------ Entries

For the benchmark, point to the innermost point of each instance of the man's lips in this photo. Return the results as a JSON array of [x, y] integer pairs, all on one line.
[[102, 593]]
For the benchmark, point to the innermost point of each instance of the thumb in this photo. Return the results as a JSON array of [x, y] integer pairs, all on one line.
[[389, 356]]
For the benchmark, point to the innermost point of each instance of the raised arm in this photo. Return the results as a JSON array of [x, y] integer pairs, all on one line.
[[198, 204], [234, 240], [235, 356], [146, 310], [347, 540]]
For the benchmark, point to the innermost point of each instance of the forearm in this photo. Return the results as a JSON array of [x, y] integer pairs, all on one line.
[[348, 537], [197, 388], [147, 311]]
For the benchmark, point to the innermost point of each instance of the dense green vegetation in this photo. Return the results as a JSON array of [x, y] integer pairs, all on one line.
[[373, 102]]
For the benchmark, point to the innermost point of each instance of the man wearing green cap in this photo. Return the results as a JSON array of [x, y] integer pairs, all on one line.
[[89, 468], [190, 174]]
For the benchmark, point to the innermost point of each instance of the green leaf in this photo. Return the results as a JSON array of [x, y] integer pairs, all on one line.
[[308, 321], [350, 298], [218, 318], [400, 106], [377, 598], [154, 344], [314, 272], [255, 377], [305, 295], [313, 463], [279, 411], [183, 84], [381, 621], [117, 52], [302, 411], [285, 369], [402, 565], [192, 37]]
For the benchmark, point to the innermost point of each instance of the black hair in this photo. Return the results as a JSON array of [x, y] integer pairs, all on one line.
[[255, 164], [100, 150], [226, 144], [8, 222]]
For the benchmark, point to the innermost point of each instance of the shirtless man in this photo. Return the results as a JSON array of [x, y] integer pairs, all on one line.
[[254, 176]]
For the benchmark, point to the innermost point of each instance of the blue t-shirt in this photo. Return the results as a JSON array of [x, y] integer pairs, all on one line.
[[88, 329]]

------------

Rescale everything from the line containing "of the raised" down to the line containing "565], [192, 37]]", and reproduce only those lines with the requests included. Multiply every coordinate in the answers by 1.95, rounding to whole numbers with halves going up, and leave the requests and their sample format unchanged.

Written answer
For the benchmark, point to the innermost point of each instance of the raised arm in this photo. Return the results as a JSON array of [x, y] integer pairs, all on one line.
[[386, 398], [456, 468], [458, 694], [285, 605], [677, 1053]]
For the benchmark, point to the innermost point of each instance of the forearm in this photo. Return the results as a JSON array of [x, y] integer pairs, all on one line.
[[679, 1047], [384, 757], [287, 606]]
For the benchmark, point to the innermost point of each instance of the dense green vegetation in this photo. Return the results as a JSON array of [x, y] integer pairs, all on one line.
[[727, 199]]
For the benchmark, point to the innermost point of each instance of the man wearing green cap in this photo. Return the results as a JSON array of [x, y] integer pairs, all on one line.
[[174, 913], [371, 339]]
For the benchmark, point to the innermost point of each instance of the green leaf in this photo. Return the results as a JSON array of [x, y] integer pairs, all on one line.
[[601, 626], [683, 581], [425, 620], [780, 207], [735, 1166], [300, 671], [612, 530], [497, 735], [595, 575], [610, 903], [544, 801], [357, 164], [743, 1211], [228, 101], [589, 801], [556, 720], [784, 1102], [374, 72]]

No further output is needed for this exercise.